* **Problem details**:
Give back, exactly and with nothing else, the lines running from the one that contains "Query: bird's tail" to the end of the entries below; do not include pictures.

* **Data for review**:
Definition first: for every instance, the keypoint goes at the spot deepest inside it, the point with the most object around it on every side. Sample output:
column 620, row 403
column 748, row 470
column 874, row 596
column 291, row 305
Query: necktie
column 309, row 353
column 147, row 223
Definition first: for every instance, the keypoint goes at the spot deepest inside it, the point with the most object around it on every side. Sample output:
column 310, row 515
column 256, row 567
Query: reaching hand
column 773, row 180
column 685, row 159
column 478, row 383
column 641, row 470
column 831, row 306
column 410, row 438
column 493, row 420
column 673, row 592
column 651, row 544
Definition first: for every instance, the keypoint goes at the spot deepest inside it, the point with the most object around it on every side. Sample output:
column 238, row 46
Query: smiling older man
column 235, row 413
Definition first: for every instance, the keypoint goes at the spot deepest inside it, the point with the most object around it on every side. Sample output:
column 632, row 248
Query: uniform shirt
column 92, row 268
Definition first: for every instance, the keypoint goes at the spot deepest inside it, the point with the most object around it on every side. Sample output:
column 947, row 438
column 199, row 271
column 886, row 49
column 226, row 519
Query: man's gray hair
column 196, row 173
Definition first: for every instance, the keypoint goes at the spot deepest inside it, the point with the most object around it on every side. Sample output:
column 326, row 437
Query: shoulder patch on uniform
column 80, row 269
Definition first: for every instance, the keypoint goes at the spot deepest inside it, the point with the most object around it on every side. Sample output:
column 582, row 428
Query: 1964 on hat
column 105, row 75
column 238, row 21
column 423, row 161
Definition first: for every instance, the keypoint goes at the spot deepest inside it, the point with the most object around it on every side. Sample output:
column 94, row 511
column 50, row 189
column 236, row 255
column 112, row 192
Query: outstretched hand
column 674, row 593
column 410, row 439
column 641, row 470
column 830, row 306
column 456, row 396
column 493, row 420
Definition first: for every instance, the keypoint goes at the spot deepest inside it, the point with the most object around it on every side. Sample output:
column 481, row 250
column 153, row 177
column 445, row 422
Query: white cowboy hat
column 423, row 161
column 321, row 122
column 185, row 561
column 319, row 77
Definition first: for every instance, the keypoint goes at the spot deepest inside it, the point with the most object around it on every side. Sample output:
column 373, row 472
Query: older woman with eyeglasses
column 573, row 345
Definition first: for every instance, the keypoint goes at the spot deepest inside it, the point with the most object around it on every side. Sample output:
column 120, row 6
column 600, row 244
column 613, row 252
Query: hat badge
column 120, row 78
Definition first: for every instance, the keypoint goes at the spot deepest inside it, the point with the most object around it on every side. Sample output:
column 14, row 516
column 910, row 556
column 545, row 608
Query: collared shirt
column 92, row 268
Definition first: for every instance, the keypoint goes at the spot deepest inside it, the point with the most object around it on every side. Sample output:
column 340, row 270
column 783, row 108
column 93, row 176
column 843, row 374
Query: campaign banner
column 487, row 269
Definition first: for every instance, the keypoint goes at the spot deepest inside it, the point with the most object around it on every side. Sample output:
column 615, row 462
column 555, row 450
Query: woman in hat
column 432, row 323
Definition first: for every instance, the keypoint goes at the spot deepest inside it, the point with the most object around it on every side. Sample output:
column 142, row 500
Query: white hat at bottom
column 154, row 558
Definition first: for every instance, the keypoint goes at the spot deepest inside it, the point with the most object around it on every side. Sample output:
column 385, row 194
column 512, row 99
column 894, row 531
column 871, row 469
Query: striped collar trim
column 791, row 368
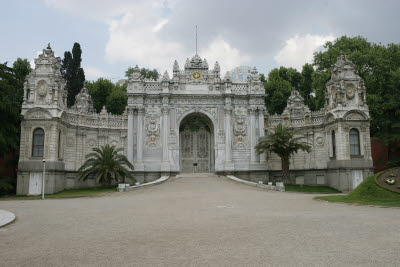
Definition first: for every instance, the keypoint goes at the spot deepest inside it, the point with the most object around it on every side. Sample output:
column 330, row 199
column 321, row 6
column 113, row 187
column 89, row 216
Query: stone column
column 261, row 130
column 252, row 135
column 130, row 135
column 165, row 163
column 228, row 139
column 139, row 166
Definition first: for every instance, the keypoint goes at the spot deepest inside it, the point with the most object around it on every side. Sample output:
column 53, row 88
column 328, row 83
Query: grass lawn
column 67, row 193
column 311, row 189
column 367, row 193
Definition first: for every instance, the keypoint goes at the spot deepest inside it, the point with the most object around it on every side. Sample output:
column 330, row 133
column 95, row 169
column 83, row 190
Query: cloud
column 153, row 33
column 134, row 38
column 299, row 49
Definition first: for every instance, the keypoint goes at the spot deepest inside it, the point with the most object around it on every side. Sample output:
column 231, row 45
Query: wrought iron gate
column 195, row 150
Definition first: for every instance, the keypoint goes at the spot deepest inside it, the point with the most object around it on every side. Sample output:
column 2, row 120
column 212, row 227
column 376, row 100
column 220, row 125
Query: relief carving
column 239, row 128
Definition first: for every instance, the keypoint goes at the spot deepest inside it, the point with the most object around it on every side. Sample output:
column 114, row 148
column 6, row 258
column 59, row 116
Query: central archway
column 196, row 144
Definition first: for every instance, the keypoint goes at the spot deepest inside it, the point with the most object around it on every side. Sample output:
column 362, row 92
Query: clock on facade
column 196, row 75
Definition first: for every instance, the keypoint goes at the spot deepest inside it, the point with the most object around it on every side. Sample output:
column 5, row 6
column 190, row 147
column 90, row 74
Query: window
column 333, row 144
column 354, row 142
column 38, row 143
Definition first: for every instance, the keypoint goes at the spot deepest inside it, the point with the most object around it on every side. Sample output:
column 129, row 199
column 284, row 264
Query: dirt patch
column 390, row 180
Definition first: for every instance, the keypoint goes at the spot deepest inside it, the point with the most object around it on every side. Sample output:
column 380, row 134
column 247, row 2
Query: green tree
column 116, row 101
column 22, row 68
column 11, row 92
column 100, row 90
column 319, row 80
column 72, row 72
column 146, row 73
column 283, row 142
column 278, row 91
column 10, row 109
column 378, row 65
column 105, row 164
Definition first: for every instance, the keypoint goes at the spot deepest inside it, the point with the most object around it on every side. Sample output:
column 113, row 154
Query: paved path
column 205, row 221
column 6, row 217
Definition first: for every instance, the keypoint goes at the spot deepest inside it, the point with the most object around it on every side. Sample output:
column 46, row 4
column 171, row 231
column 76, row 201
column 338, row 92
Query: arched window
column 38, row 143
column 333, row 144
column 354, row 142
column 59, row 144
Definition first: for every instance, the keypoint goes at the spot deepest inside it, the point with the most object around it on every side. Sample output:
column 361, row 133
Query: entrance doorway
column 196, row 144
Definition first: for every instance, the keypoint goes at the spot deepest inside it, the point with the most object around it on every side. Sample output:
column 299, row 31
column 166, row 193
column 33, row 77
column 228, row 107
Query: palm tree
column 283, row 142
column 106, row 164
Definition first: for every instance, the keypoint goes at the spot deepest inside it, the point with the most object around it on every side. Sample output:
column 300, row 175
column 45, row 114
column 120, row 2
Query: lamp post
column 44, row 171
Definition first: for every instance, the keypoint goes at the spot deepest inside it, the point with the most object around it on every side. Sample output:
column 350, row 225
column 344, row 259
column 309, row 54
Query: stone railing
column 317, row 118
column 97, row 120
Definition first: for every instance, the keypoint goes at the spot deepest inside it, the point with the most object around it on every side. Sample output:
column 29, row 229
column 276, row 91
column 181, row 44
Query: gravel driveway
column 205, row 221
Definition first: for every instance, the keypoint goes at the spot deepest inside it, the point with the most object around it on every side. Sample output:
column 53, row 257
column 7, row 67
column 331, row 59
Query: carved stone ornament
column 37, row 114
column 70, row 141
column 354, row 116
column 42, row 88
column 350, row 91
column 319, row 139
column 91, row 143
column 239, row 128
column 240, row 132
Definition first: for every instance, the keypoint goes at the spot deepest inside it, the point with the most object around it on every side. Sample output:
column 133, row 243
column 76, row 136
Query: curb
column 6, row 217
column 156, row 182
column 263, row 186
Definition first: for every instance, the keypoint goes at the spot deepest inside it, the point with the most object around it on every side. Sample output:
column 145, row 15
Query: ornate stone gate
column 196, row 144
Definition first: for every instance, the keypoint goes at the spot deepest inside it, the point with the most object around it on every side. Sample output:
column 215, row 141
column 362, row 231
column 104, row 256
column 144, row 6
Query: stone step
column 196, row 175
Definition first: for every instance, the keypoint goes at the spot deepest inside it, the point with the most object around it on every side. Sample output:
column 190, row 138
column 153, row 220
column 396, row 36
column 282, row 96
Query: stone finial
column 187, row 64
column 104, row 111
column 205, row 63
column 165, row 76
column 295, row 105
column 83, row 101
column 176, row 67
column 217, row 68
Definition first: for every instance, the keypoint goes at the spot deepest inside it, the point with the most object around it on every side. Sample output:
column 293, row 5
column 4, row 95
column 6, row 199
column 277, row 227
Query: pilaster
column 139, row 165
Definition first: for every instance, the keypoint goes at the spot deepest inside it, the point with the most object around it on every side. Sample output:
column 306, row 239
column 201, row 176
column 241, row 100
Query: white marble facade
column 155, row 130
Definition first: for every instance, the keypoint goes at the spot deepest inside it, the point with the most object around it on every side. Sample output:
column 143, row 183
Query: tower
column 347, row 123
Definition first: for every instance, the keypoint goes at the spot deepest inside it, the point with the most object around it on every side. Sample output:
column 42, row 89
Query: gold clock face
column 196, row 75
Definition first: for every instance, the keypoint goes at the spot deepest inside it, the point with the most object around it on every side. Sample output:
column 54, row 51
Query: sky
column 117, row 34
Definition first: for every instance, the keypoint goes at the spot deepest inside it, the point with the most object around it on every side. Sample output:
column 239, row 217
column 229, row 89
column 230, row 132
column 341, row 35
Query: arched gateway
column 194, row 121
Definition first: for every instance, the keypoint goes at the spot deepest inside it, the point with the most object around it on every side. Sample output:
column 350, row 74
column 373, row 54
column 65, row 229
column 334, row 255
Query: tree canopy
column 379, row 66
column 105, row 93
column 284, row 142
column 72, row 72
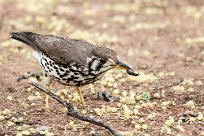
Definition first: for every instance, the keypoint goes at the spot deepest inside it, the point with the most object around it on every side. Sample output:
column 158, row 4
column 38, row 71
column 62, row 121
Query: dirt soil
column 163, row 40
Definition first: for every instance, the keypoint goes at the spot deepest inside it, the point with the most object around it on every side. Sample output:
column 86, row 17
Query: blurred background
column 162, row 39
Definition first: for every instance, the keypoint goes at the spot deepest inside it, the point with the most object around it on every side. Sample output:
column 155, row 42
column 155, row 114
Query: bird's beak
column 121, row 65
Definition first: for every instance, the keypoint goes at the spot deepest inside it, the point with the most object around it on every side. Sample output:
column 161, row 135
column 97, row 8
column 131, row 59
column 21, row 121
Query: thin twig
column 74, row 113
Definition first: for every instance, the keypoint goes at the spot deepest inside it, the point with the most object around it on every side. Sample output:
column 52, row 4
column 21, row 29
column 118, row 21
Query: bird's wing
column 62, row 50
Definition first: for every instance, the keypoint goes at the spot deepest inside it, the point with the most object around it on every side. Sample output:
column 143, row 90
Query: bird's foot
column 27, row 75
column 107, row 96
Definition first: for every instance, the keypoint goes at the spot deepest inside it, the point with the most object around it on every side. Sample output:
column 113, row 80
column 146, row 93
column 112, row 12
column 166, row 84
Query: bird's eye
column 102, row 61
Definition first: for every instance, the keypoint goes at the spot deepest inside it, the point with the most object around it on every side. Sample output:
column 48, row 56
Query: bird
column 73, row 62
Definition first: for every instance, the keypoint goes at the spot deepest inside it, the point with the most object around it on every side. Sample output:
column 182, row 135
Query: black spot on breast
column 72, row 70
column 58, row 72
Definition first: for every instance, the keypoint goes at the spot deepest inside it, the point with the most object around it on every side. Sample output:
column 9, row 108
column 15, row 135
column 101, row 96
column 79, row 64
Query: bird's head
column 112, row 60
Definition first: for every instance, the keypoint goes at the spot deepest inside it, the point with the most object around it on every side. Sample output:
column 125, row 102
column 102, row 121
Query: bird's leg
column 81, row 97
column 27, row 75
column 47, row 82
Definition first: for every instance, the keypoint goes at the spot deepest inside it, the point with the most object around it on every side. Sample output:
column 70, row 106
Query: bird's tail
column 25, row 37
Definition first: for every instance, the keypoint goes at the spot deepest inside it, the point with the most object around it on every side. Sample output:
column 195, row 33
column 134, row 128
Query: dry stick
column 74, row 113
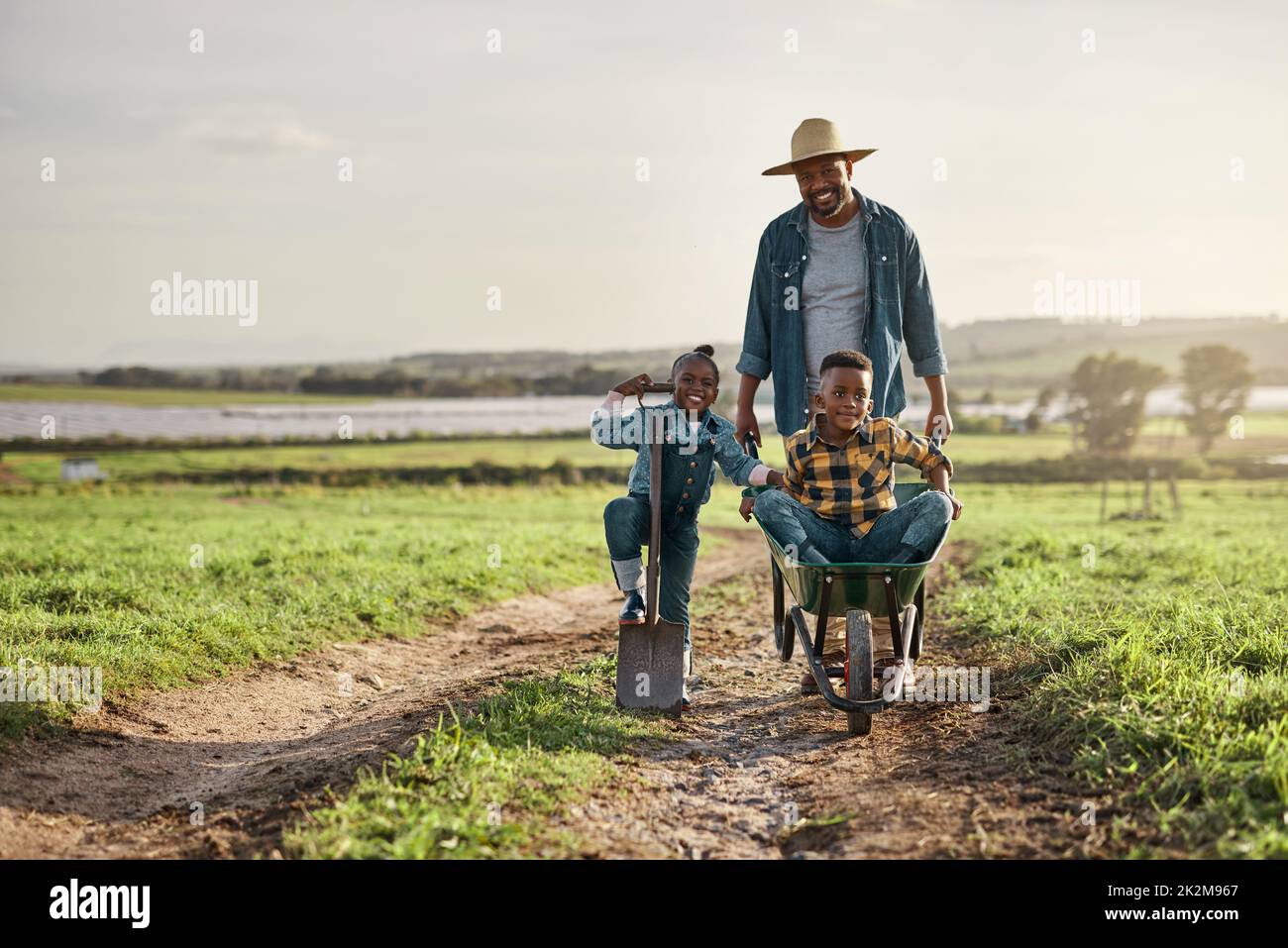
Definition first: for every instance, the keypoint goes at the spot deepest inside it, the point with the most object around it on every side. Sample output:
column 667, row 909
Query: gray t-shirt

* **Result of the exercise**:
Query: bird's tail
column 25, row 37
Definition first: for every instance, the keypoint goes at the spot deepest inside it, the point with the most object around it on every side. Sample output:
column 195, row 33
column 134, row 128
Query: dry stick
column 74, row 113
Definition first: for every instance, the keypoint goes at the spot deepest inside it, the point with the most object around it on every side. Sample output:
column 667, row 909
Query: gray t-shirt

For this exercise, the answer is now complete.